--- Begin DOCUMENT SEGMENT ---
# New rod test



## Sea Level (Nov 20, 2005)

Yesterday I tested my first Anyfish Anywhere rod from our Florida distributor -- Steve Austin, in Jacksonville. Steve, a fellow Florida Surfcasters club member, was also the builder of the 13' 3-5 ounce "Surf" rod. Time permitting, Steve builds a great fishing rod, using the best components. Mine has the top of the line Fuji reel seat, the cross-hatched shrink wrap for the butt and foregrip and Fuji alconite lowriders.

Steve and I took the rod on its initial fishing trip yesterday to test it out against what we hoped was still on -- the north bound Pompano run. As a new dealer, Steve wanted to get some additional data points for the rod, as it is one of the first he has delivered in the area. 

We fished the AFAW Surf stick alongside some good company -- a couple of Steve's Zziplex 3500s, and a couple of my favorites - a Conoflex Gambit XTXL (12'9" & 3-5 ounces) and an Ian Golds "Match" (13' 3" & 4-6 ounces). Both of my comparison rods have been favorites for a couple of years because of their ability to cast long and for their bite detection.

The fishing was lousy, Bonnetheads and Sailcats, were the order of the day in the still muddy water from the recent blow. However, I caught a fish on my first cast with the AFAW, and the bite detection is superb!

I put on a 525 mag that held 14# Sufix Tri and with 4 ounces, threw several casts down the beach to get a feel for the rod. Really liking what I felt, I put a baited rig on and waded out thigh deep for the initial fishing cast. With either a Hatteras or overhead thump style cast, I was getting respectable fishing distance. The rod loads down into the blank. I like the more parabolic action.

Anyhow, here are my initial thoughts: the blank loads easily and with sufficient power to comfortably throw 5 ounces, at 13' I like the length for a spiked rod in order to keep line out of the wash, with a slim butt and light weight it is a pleasure to cast (and I'm sure to fish hand held for a prolonged period of time) and the bite detection is superior. As I fish it more over the next couple of weeks, I'll certainly get a better feel for the rod. My guess is I'll be putting in an order with Steve for another AFAW Surf rod.
--- End DOCUMENT SEGMENT ---
--- Begin EXTRACTED RECORDS ---
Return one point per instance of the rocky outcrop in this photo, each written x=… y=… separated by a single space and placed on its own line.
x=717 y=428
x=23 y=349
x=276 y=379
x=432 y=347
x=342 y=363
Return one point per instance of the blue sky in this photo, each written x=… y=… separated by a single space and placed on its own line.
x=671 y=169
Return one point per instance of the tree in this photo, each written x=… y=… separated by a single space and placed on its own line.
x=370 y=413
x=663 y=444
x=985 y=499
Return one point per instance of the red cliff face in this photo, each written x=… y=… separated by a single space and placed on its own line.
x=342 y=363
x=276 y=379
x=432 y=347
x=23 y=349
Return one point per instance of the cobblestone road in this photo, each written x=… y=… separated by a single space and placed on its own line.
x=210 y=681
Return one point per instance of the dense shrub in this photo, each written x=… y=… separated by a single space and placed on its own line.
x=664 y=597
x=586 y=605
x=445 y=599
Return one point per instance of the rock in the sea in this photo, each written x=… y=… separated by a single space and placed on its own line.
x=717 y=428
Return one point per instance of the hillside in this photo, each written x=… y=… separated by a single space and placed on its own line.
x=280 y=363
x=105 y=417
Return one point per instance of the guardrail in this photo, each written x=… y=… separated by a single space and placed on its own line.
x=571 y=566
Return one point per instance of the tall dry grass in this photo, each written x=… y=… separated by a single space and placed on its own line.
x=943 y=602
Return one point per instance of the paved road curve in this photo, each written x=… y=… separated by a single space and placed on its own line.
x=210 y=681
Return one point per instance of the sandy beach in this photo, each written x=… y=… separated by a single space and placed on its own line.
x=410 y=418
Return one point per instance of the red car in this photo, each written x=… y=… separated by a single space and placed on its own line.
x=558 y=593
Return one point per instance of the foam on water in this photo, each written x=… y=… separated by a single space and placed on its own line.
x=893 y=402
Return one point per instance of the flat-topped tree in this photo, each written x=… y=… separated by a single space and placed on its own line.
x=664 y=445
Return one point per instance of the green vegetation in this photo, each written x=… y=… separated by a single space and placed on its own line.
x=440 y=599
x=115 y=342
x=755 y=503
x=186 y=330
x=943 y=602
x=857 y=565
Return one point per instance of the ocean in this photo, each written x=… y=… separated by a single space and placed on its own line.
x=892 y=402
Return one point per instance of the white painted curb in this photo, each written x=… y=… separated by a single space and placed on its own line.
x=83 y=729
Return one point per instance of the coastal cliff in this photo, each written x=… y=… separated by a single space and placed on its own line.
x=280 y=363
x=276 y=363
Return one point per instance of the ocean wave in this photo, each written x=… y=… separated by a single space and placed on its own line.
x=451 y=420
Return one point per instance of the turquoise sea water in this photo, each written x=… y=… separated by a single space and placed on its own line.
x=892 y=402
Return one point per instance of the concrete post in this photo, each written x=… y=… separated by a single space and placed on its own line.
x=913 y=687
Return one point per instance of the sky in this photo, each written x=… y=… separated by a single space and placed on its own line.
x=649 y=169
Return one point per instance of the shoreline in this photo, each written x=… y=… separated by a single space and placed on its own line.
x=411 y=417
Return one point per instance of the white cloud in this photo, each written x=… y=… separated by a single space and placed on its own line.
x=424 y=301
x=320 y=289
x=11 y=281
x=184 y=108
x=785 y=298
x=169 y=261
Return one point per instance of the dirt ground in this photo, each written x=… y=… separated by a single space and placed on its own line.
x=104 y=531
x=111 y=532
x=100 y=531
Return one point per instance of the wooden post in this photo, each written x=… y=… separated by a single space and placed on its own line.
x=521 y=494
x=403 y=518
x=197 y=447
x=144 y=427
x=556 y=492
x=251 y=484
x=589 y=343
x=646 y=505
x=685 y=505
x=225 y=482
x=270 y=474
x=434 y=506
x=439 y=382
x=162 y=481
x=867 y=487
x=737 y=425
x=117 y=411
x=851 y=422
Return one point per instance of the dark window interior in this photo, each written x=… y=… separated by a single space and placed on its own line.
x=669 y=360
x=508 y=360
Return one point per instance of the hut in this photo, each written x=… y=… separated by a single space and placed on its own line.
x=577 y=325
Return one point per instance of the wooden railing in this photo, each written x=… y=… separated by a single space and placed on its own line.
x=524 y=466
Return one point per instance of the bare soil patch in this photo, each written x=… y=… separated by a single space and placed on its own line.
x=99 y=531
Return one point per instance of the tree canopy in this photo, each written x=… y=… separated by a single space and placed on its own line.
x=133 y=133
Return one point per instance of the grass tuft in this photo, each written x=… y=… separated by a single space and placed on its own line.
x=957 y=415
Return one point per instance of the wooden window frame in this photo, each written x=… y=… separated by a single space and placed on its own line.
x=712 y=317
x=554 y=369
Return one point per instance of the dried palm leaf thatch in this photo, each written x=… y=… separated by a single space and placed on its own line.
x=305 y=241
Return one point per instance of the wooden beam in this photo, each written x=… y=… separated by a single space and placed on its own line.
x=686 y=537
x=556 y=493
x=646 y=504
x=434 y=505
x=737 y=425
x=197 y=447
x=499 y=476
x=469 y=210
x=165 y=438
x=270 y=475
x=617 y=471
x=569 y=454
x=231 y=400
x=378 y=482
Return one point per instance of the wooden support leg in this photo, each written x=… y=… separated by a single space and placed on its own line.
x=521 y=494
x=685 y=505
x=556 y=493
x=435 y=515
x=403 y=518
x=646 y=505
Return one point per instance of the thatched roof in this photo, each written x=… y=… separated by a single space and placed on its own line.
--- End EXTRACTED RECORDS ---
## TASKS TO COMPLETE
[a] Copy the rod test post from "Steve and I" up to and including "in the area.".
[b] According to the rod test post, what reel and line did the writer set up for the first casts with the new rod?

## ANSWERS FOR THE EXERCISE
[a]
Steve and I took the rod on its initial fishing trip yesterday to test it out against what we hoped was still on -- the north bound Pompano run. As a new dealer, Steve wanted to get some additional data points for the rod, as it is one of the first he has delivered in the area.

[b] A 525 mag holding 14# Sufix Tri.